-- START Source text --

By Mathew Wace Peck     Jul 14, 2012 in World
The gay Humanist charity, the Pink Triangle Trust (PTT), Britain’s sole independent gay humanist organisation, has added its voice to the growing concerns of the scale of homophobic bullying towards gay students in British schools.
The statement, issued by George Broadhead, the charity’s secretary, follows a new report from Stonewall on the issue, and is a follow-up to one the organisation published in 2007.
This time, while acknowledging some improvement in the level of homophobic bullying in schools, The School Report points out that it is still widespread and that the situation continues to be greater in schools administered by religious organisations than those that are not.
Only half of lesbian, gay and bisexual (LGB) pupils report that their schools say homophobic bullying is wrong. This drops to 37 per cent in faith schools.
One in four (26 per cent) of LGB pupils report that teachers who hear homophobic language never challenge it. In faith schools, this jumps to more than one in three (36 per cent).

-- END Source text --

## Required work
Can you pick up the news article on homophobic bullying in British schools right after its last sentence and carry it forward?

-- START Given data --

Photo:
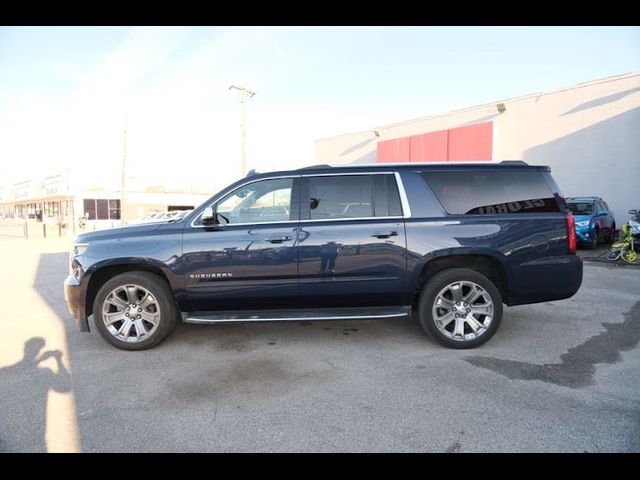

-- END Given data --

## Final result
Faith schools are still less likely than schools in general to take steps to prevent and respond to homophobic bullying.
Religious homophobia
Of the report’s findings, Broadhead said, “This is a deplorable situation and the fact that the problem is greater in religious schools is not at all surprising. Hardly a day goes by without some report in the media about religious hostility to LGBT relationships and rights.
Broadhead then referred specifically to the figures relating to the UK’s religiously run schools. “Some of [the hostility], like that from the Scottish Cardinal Keith O’Brien, is sustained and downright vicious. All this is bound to have a bad influence on both teachers and pupils in the ever increasing number of religious schools, ” he said.
The PTT – a long-time opponent of Cardinal O’Brien – criticised the leader of the Catholic Church in Scotland earlier this year following his calls for same-sex couples to continue to receive unequal treatment under UK law as far as the right to get married is concerned.
Stonewall’s School Report 2012 also points out, “While no gay young people said they experience ‘bullying’ by teachers, 17 per cent say that teachers and other school staff make homophobic comments.”
Again, this statistic increases to 22 per cent for pupils in faith-based schools.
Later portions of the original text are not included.